— START Record excerpts —
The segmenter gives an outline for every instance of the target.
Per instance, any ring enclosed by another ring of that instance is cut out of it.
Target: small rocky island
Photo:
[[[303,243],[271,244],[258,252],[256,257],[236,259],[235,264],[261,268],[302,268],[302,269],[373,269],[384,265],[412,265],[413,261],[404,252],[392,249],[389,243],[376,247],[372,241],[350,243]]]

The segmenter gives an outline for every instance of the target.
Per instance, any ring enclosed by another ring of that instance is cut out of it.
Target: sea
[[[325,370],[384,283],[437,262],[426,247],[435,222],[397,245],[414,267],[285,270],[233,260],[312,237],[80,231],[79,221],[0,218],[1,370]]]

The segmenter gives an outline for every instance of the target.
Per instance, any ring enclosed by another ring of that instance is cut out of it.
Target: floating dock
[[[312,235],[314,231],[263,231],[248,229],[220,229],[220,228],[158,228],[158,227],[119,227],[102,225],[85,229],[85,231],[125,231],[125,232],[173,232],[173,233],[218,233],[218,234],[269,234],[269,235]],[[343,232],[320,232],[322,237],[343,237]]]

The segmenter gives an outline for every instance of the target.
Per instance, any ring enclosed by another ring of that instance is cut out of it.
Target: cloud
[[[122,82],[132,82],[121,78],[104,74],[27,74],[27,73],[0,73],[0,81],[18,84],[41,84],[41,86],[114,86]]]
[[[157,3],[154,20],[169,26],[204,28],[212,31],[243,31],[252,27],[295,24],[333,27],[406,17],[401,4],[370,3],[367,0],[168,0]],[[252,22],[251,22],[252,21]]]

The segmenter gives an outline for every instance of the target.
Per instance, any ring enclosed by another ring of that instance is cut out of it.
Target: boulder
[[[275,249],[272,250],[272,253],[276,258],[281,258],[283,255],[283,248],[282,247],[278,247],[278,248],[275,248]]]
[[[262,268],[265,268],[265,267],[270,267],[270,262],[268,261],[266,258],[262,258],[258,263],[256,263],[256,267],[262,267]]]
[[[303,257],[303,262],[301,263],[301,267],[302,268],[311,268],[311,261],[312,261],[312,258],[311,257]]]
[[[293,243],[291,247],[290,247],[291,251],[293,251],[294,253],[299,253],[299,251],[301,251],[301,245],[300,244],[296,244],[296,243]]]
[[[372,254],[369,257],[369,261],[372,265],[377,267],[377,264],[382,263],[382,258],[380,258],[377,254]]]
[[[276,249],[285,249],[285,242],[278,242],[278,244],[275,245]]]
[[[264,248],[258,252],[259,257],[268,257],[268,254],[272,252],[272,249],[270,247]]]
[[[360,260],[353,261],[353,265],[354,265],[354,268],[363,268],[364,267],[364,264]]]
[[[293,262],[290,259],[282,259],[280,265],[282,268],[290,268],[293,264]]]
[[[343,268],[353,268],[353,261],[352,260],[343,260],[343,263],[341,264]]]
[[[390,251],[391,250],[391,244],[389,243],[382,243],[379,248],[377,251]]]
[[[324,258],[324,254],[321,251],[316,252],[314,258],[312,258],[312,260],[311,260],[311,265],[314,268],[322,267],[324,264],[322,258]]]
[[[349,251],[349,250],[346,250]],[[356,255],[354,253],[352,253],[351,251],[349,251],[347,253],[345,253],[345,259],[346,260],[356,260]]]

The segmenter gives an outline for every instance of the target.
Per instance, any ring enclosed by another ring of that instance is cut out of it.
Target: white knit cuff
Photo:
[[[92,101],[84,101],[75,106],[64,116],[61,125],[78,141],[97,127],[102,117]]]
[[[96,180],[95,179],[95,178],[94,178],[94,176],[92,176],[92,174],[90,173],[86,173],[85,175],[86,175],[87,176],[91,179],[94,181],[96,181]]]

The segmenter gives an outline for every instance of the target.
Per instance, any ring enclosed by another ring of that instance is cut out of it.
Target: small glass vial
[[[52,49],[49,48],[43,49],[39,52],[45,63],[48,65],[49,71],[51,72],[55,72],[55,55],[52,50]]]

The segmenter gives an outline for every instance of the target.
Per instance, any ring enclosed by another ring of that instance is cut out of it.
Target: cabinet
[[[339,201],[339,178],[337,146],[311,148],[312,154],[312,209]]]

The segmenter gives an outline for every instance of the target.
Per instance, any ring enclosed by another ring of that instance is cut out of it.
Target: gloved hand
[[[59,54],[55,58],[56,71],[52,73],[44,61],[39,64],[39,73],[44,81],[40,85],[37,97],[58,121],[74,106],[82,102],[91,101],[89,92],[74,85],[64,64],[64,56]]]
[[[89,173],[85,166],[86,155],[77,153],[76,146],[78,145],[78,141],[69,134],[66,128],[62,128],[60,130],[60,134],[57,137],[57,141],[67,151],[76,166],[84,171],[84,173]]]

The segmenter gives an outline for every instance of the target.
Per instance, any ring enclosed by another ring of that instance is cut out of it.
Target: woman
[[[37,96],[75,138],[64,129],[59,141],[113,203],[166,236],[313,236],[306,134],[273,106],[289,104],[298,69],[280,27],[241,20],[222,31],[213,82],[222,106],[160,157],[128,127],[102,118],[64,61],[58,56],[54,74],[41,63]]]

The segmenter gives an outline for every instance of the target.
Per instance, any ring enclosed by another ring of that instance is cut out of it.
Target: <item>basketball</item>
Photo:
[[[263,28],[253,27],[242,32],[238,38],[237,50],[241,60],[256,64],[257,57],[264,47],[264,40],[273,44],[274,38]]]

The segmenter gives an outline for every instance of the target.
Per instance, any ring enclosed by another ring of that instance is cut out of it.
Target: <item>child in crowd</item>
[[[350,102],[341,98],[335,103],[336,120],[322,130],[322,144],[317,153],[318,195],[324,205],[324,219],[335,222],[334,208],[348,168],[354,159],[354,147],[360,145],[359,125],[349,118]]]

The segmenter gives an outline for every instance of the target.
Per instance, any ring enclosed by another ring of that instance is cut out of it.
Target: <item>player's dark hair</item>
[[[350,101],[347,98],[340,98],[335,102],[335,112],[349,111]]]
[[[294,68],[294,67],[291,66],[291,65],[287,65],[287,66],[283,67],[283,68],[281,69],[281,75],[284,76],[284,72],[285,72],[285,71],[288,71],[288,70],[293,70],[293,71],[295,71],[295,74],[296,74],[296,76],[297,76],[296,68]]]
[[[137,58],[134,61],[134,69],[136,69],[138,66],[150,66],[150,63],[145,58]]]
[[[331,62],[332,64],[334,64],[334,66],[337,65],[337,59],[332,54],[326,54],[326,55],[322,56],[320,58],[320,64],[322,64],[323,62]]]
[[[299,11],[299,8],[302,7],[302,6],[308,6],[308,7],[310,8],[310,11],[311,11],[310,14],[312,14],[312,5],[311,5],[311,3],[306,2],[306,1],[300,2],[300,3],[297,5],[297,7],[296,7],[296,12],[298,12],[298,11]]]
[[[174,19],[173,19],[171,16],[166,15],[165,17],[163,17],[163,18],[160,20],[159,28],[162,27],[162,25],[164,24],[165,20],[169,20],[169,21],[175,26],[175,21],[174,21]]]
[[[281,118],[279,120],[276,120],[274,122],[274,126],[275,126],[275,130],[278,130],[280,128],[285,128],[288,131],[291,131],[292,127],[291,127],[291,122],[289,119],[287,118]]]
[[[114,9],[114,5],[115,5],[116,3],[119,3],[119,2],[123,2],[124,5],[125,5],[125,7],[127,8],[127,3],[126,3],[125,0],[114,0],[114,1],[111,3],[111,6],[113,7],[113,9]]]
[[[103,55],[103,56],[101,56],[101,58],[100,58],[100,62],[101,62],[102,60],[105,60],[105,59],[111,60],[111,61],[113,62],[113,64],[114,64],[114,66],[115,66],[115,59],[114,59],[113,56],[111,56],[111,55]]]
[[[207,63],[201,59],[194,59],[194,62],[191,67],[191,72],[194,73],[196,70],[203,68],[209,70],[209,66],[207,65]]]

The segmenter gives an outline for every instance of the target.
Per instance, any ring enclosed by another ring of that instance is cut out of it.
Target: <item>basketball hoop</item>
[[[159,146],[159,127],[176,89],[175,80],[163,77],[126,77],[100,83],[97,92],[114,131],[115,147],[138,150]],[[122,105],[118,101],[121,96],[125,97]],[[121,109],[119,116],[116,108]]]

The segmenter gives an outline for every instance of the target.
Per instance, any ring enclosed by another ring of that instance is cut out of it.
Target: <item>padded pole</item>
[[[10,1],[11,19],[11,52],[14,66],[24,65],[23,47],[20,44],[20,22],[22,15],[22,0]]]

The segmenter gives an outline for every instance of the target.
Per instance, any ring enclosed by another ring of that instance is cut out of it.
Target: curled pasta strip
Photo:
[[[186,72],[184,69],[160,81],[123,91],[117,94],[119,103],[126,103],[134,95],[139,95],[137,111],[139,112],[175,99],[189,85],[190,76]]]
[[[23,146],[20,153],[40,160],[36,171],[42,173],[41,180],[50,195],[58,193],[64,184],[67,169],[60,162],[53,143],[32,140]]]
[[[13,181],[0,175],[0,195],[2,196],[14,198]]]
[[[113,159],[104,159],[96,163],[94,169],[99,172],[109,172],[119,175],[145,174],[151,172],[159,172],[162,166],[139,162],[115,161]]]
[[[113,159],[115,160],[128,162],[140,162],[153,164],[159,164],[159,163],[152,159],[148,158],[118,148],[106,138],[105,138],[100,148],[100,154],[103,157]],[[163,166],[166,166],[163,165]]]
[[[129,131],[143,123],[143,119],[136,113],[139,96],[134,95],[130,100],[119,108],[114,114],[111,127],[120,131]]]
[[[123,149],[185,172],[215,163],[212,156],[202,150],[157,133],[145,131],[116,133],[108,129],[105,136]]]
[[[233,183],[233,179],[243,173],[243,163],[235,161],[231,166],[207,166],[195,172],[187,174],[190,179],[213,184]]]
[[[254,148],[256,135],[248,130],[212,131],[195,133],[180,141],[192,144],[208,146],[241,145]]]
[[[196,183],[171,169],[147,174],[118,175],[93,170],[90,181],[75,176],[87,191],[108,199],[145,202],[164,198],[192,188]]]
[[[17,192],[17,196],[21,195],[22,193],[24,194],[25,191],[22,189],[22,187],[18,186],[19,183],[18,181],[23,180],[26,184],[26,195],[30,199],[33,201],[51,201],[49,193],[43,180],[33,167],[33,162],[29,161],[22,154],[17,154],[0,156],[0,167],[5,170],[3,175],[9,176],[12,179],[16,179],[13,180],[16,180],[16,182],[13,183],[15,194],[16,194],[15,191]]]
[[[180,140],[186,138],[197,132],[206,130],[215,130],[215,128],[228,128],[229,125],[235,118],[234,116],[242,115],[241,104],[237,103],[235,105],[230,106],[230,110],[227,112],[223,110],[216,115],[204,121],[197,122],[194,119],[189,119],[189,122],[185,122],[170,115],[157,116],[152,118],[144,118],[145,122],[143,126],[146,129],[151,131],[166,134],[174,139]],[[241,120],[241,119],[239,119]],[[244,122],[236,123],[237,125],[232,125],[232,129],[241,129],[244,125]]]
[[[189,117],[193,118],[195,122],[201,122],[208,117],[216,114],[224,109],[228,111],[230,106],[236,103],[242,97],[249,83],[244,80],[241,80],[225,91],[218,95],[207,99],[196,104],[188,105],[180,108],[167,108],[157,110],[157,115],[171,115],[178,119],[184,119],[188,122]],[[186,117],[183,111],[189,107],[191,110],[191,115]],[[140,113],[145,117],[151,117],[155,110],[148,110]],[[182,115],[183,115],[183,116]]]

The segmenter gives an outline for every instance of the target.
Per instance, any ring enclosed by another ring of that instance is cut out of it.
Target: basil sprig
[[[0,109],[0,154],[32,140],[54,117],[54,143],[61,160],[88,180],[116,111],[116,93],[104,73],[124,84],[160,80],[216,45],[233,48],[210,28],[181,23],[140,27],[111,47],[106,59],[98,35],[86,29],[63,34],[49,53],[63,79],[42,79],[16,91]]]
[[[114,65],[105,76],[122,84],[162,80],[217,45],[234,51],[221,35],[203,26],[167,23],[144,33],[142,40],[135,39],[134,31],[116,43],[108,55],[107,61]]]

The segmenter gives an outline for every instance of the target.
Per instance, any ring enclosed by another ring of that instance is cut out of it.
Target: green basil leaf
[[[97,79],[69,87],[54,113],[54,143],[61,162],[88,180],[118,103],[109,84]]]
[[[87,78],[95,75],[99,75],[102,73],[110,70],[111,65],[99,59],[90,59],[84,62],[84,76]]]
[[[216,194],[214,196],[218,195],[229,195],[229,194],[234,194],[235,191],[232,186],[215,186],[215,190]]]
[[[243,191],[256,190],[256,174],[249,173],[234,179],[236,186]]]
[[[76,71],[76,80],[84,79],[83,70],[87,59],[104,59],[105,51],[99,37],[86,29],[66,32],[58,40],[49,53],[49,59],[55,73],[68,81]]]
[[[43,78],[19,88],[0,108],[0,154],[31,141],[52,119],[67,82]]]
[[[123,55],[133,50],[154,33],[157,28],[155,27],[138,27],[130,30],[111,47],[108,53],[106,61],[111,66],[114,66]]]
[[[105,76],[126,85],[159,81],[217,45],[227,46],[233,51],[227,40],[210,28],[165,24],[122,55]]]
— END Record excerpts —
*Prompt:* Pick out each line in the items above that includes the string "basketball", and copy those lines.

*Response:*
Target: <item>basketball</item>
Target: <item>basketball hoop</item>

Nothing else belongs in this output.